> **Exercise data**:

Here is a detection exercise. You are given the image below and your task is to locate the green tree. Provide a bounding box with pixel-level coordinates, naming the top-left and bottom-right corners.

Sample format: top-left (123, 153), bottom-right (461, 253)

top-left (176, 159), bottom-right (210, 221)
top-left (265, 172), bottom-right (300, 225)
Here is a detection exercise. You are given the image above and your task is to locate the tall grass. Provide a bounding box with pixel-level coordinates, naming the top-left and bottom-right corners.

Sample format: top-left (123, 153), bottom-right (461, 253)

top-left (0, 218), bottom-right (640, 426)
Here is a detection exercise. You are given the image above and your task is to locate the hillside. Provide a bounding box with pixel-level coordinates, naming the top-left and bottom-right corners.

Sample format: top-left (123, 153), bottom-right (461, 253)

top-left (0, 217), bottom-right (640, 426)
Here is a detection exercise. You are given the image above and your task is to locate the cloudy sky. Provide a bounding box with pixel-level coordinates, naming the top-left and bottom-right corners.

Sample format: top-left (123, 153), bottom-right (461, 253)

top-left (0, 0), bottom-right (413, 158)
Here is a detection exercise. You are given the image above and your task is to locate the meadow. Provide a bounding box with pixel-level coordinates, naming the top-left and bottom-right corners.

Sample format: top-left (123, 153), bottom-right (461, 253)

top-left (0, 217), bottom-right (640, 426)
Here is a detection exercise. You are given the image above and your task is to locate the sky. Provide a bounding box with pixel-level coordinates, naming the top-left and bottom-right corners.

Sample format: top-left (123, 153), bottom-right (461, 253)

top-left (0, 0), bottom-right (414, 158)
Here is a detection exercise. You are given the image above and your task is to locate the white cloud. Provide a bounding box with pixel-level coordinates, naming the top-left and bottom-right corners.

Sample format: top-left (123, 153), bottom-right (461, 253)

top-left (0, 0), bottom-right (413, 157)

> **Work to do**: Write out every line of the records verbatim, from the line containing "locate the sky." down through the final line of the records, with both of those lines included.

> **Response to this exercise**:
Here is a detection exercise. You are given the image above and your task is to locate the sky. Provide a bounding box with pixel-level coordinates, naming the top-left and bottom-right corners.

Sample format: top-left (123, 153), bottom-right (461, 253)

top-left (0, 0), bottom-right (414, 158)
Here is a detection exercise. You are given the image above and your task is to locate the white cloud. Provide a bounding box with pixel-level coordinates, naming the top-left and bottom-right corners.

Sample format: top-left (123, 153), bottom-right (461, 253)

top-left (0, 0), bottom-right (413, 157)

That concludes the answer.